Outil de structuration et de formation?

Le cercle de communication sera encore élargi, si le montage est envoyé aux correspondants qui deviendront auditeurs d'une parole entendue et "vécue" non pas par eux mais par leurs camarades, ou encore mieux à tout un réseau comme cela a été le cas pour la cassette "le cimetière Mérovingien".

Le cercle sera encore plus élargi s'il est diffusé sur une chaîne de radio, comme dans le magazine de Jean Thévenot "Chasseurs de sons" sur France Culture, ou sur une des chaînes locales de Radio France, ou encore si les scripts de ces enregistrements, scripts pris par les élèves eux-mêmes, se retrouvent, si le sujet le mérite, dans les colonnes des journaux locaux, Sud-Ouest ou la Haute Saintonge. Le travail scolaire des enfants est alors socialement reconnu, qu'il soit lu ou entendu.

Mais, même sans en arriver là, le fait d'avoir entendu, puis créé du son, d'avoir structuré ce son pour une meilleure écoute, pour communiquer un message à autrui, par et grâce au média magnétophone, n'est-il pas suffisant?

Pour en arriver là, il est vrai que je n'ai pas expliqué le comment. Si l'histoire de l'audiovisuel dans la pédagogie Freinet commence très tôt, par la création en 1920, en Gironde, de la "Cinémathèque de l'Enseignement Laïc", il semble bien que c'est avec l'idée de radio que se construit alors une pédagogie de l'audiovisuel, et comme l'évoque Raymond Dufour: "J'avais rencontré Freinet en Décembre 1945 et je fus bombardé responsable de la commission radio... en voyant Jean Thévenot mettre au point un disque pour son émission "on grave à domicile" il me parut évident de tenter avec des enfants la gravure sur disque..." .

Puis Pierre Guérin, en relation avec Jean Thévenot, va comprendre et faire comprendre l'importance du montage sonore en répétant souvent que "un message sonore ne pourra jamais dépasser le niveau de qualité avec lequel il a été capté".(Pourquoi comment des activités audiovisuelles, commission Nationale ICEM, PEMF 1984) "Une chaîne de communication fonctionne avec la qualité du maillon le plus médiocre". (Pourquoi comment des activités audiovisuelles, commission Nationale ICEM, PEMF 1984)

——————————

# Objectif
Répondez aux questions suivantes à l'aide du texte sur l'audiovisuel dans la pédagogie Freinet.
(a) En quelle année et dans quel département la « Cinémathèque de l'Enseignement Laïc » a-t-elle été créée ?
(b) Sur quelle chaîne de radio le magazine de Jean Thévenot « Chasseurs de sons » était-il diffusé ?
(c) De quelle responsabilité Raymond Dufour dit-il avoir été chargé après sa rencontre avec Freinet en décembre 1945 ?

# Données fournies
——————————

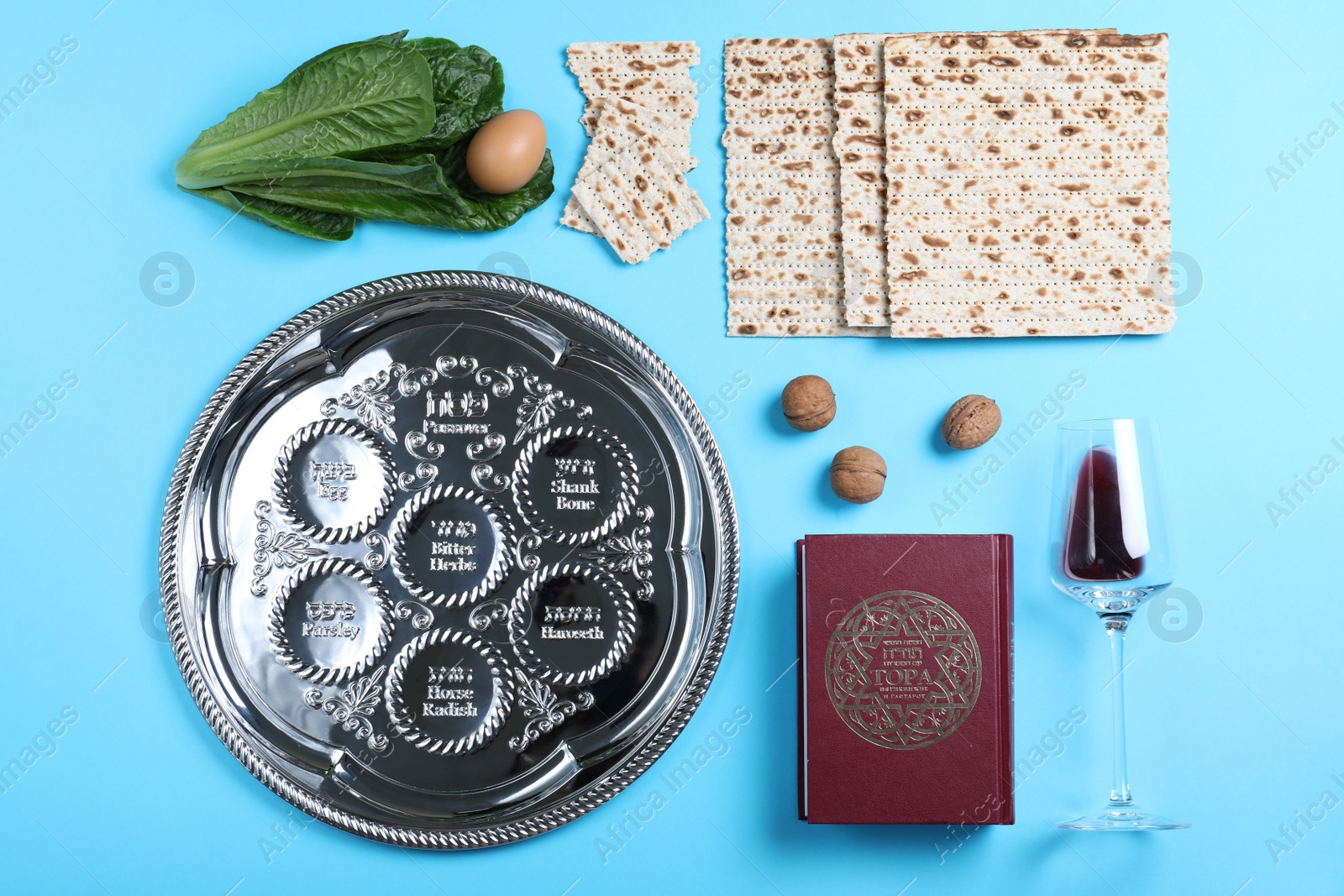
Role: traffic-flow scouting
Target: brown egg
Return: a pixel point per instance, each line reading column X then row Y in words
column 507, row 150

——————————

# Corrigé
(a) En 1920, en Gironde.
(b) Sur France Culture.
(c) De la commission radio, dont il a été nommé responsable.